Instructions for the task:
Your task is to retype each line of the data below exactly.

**** Records supplied

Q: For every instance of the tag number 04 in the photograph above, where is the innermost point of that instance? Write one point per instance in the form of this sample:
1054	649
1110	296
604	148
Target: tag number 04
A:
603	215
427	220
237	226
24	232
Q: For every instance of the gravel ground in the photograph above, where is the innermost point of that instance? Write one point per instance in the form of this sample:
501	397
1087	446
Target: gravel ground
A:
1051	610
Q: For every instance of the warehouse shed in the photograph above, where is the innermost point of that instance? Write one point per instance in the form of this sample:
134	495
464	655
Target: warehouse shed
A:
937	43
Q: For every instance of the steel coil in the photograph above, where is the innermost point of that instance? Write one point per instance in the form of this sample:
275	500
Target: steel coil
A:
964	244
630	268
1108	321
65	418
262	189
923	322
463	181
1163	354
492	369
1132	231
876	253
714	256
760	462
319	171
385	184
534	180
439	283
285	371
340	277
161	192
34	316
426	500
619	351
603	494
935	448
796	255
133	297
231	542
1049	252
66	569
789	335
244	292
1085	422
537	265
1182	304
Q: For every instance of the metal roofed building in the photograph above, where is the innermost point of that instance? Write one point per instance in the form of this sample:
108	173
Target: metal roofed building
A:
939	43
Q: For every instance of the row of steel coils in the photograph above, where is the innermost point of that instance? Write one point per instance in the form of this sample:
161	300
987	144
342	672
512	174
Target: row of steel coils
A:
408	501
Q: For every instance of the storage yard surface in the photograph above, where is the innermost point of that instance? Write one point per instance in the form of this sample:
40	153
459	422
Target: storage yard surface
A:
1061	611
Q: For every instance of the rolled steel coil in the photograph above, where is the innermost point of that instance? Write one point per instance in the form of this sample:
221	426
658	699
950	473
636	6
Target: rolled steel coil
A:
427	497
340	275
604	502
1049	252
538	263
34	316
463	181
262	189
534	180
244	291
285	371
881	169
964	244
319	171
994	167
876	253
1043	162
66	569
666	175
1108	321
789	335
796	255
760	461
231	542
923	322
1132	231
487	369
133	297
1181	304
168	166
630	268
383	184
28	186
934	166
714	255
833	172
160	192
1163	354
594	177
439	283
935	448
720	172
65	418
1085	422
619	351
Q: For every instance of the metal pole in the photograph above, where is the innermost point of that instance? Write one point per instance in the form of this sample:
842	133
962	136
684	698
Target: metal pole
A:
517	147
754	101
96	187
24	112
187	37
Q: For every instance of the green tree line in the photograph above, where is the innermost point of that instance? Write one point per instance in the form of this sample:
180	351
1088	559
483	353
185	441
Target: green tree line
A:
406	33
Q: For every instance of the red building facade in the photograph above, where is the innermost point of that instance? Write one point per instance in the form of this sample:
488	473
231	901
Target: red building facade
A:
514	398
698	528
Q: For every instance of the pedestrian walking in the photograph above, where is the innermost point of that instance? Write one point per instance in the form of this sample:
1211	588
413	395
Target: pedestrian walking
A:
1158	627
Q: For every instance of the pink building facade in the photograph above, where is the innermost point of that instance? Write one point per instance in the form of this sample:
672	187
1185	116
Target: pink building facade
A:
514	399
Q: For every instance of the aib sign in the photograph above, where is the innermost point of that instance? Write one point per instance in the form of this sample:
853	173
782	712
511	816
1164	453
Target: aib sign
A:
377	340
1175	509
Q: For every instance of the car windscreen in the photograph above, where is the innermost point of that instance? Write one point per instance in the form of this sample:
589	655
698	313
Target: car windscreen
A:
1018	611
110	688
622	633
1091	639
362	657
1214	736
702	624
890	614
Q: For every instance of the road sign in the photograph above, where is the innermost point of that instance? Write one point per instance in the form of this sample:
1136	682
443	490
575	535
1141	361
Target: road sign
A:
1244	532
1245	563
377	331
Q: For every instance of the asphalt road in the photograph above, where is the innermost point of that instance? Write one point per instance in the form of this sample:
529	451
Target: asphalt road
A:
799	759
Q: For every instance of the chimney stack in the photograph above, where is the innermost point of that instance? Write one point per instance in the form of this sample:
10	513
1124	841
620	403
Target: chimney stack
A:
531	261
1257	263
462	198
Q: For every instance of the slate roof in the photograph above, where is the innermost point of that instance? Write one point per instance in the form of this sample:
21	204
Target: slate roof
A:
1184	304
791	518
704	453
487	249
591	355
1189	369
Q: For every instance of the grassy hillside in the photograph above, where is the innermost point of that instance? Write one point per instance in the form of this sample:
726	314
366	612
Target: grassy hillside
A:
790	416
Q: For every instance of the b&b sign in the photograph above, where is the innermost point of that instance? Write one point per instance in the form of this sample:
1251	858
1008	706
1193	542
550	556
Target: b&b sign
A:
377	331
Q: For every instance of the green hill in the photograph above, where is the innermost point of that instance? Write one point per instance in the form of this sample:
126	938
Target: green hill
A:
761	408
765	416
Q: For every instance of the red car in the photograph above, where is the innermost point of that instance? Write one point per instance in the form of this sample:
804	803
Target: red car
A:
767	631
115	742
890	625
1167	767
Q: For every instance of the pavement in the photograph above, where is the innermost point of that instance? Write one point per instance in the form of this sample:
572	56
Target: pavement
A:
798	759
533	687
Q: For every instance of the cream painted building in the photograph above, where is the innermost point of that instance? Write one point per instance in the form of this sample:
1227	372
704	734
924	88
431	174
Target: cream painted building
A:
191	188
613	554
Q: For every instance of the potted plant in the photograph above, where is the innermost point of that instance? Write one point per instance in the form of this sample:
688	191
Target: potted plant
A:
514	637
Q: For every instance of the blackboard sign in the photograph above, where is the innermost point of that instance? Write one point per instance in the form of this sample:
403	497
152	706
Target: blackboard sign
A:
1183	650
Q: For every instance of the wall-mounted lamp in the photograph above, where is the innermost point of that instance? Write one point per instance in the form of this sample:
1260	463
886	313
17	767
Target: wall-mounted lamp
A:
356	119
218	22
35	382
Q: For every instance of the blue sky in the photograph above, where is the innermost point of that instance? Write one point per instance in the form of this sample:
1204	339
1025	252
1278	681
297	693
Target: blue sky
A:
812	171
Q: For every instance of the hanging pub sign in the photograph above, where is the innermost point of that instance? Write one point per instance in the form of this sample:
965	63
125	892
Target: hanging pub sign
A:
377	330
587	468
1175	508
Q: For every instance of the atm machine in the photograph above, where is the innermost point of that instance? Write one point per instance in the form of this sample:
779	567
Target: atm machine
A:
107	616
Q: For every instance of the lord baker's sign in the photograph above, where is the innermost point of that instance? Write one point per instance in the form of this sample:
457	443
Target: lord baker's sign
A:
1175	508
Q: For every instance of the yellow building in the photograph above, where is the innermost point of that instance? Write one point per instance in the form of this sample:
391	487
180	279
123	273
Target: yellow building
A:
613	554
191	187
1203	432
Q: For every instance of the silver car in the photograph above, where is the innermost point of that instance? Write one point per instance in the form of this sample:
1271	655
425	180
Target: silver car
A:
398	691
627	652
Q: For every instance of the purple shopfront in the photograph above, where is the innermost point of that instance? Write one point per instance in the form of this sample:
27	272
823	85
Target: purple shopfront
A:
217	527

********

Problem solution:
Q: For every instance of the tag number 04 in the photograph above, where is the innermost point of that instance? Write one point per instance in the form of this sample:
1054	649
1110	296
604	148
Target: tag number 04
A:
603	215
427	220
237	226
24	232
Q: For every instance of the gravel ground in the photograph above, where is the innermost point of that instance? Write one point per instance in the form of this sample:
501	397
1087	446
Target: gravel ground
A:
1051	610
Q: For every instance of the warehouse shed in the photograph above, where is the innermost point of that instance? Write one point per instance in the form of this sample:
134	495
464	655
Target: warehouse shed
A:
937	43
Q: For every instance of the steel coil in the photograph above, where is the innermost point of that instance? Write one point per instance in the form of this sample:
275	500
Target: steel coil
A:
964	244
630	268
1108	321
65	418
262	189
923	322
463	181
1163	354
492	369
1132	231
876	253
714	256
760	462
319	171
385	184
534	180
439	283
285	371
340	277
161	192
34	316
426	500
619	351
603	494
935	448
796	255
133	297
231	542
1049	252
66	569
789	335
244	292
1085	422
537	265
1182	304
Q: For every instance of the metal roofed building in the photograph above, where is the innermost point of that instance? Write one point per instance in the form of this sample:
108	173
Target: metal roofed building
A:
939	43
Q: For every instance of the row of steel coils in the photograph above, where is the innermost point of that instance? Write one point per instance in the form of this sample:
161	300
987	144
342	672
512	174
Target: row of steel coils
A:
408	501
Q: For every instance of the storage yard surface in the photograph above, where is the innermost point of that instance? Write one point per instance in the form of this sample:
40	153
459	422
Target: storage yard surface
A:
1061	611
Q: For every instance of the rolled steel coil in the photograph above, where is the innermost point of that instance? Write one point per instance in the form of this sample:
221	426
658	699
950	473
636	6
Target: rolled steel coil
A:
427	497
340	275
604	502
1049	252
538	263
34	316
463	181
262	189
534	180
244	291
285	371
881	169
964	244
319	171
994	167
876	253
1043	162
66	569
666	175
1108	321
789	335
796	255
760	461
231	542
923	322
1132	231
487	369
133	297
1181	304
168	166
630	268
383	184
28	186
934	166
714	255
833	172
160	192
1163	354
594	177
439	283
935	448
720	172
65	418
1085	422
619	351
Q: For every instance of the metal pole in the photograph above, where is the innermost point of that instance? Write one point per instance in the form of this sample:
842	133
962	136
684	698
Target: metal pole
A:
517	147
754	101
96	187
24	112
187	37
Q: For every instance of the green tree line in the photograph above, where is the innermost point of that instance? Write one point per instance in the form of this sample:
180	351
1088	559
483	353
185	441
Target: green tree line
A:
406	33
Q: For every instance of the red building facade in the photograph above, where is the innermost point of that instance? Write one point per instance in the form of this sample:
488	473
231	901
Target: red building facade
A:
514	398
698	528
Q: For every instance of the pedestrian walking in the photograph above, where is the innermost point of that instance? Write one point per instance in the form of this sample:
1211	588
413	395
Target: pedestrian walking
A:
1158	627
Q: For every instance of the pink building facade in the photograph above, where is the innermost point of that instance? Write one point per instance in the form of this sample:
672	187
1185	116
Target: pink building facade
A:
514	399
Q: For every instance of the aib sign in the photograph above, where is the innermost point of that instance? Write one point per instance in the form of this sample:
853	173
782	712
511	816
1164	453
Target: aib sign
A:
377	340
1175	509
Q: For every instance of the car windscreen in the photograph above, where is the innermost point of that instance? Write one point per instance in the form of this sample:
589	655
698	313
Target: car windscreen
A:
1018	611
110	688
622	633
1091	639
362	657
1214	736
702	624
890	614
Q: For every instance of the road sign in the photograph above, where is the innermost point of that instance? Write one point per instance in the form of this sample:
1136	682
443	490
575	535
1141	361
Target: road sign
A:
1244	532
1245	563
377	331
Q: For every instance of the asphalt road in the photograph above, where is the innermost point of that instance? Write one point per instance in the form of this sample:
529	451
Target: asphalt road
A:
799	759
Q: For every instance of the chimney stack in the photograph above, where is the innermost point of that instance? Write one point per instance in the form of this sample:
10	513
1124	841
620	403
Target: chimney stack
A:
531	261
1257	263
462	198
Q: For every instance of the slate roof in the photograph above, where is the innermost point of that instance? Write one point per instance in the form of this sample:
21	204
Target: slate roof
A:
1184	304
791	518
704	453
487	249
591	355
1189	369
Q: For every instance of the grassy hillside in the photograph above, where is the innermost point of that instance? Write one point per instance in the form of this sample:
726	314
366	612
Target: grassy hillside
A:
790	416
Q: For every instance of the b&b sign in the photograph above, where is the innermost point of that instance? Write one point per instance in the form of this sample:
1251	858
1008	706
1193	542
550	556
Target: b&b sign
A:
377	331
Q: For every instance of the green hill in the photograph above, where is the innermost point of that instance? Write one point per instance in the form of this sample:
126	938
Target: green hill
A:
761	408
765	416
Q: For every instance of the red car in the photograph above, where is the innermost point of that instance? Write one point per instance in the form of this sample:
804	803
Target: red car
A:
767	631
115	742
890	625
1167	767
Q: For every instance of the pavement in the photograph above, where is the innermost point of that instance? Write one point per instance in the form of this sample:
572	56
Target: pavement
A:
798	759
533	687
Q: For every instance of the cream painted building in the photograph above, where is the innermost point of that instance? Write one point per instance in the form of this sample:
1227	372
704	734
924	88
431	174
Target: cream painted building
A:
191	188
613	554
Q: For every instance of the potted plant in the photograph above, where is the innermost point of that instance? Write one point per instance in the form of this sample:
688	191
Target: potted plant
A:
514	637
Q: For every instance of the blackboard sign in the photograph above, where is the innermost point of that instance? Write one point per instance in the form of this sample:
403	497
152	706
Target: blackboard sign
A:
1183	650
Q: For every instance of the wall-mounted lamp in the photograph above, where is the innermost point of that instance? Write one point per instance in the form of this sample:
1260	463
886	313
17	767
Target: wall-mounted lamp
A:
356	119
218	22
35	382
Q: For every instance of the blue sky in the photograph above, where is the innermost point of that instance? Write one point per instance in the form of this sample:
1204	339
1025	252
1278	681
297	693
Target: blue sky
A:
812	171
Q: For every instance of the hanging pub sign in the photograph above, where is the innermost point of that instance? Write one point per instance in the form of this sample:
965	63
125	892
Target: hanging pub sign
A:
377	330
587	468
1175	508
Q: For every instance of the atm machine in the photograph above, where is the innermost point of that instance? Write one point per instance in the form of this sample:
779	567
Target: atm machine
A:
107	616
Q: For every instance of the lord baker's sign in the photograph above, where is the innermost point of that instance? Write one point per instance in the form of this sample:
457	443
Target: lord baker's sign
A:
1175	508
Q: For every instance of the yellow building in the photograph above, where is the innermost point of that instance? Write one point per instance in the form of this sample:
391	487
180	279
123	273
Target: yellow building
A:
613	554
191	187
1203	432
Q: For every instance of the silver car in the photograph above, where is the innermost point of that instance? Write one point per instance in the form of this sample:
1271	655
425	180
Target: silver car
A:
398	691
627	652
Q: For every instance of the purple shopfront in the photograph above, where is the innermost point of that instance? Write one point per instance in the form of this sample:
27	272
823	85
Target: purple shopfront
A:
217	527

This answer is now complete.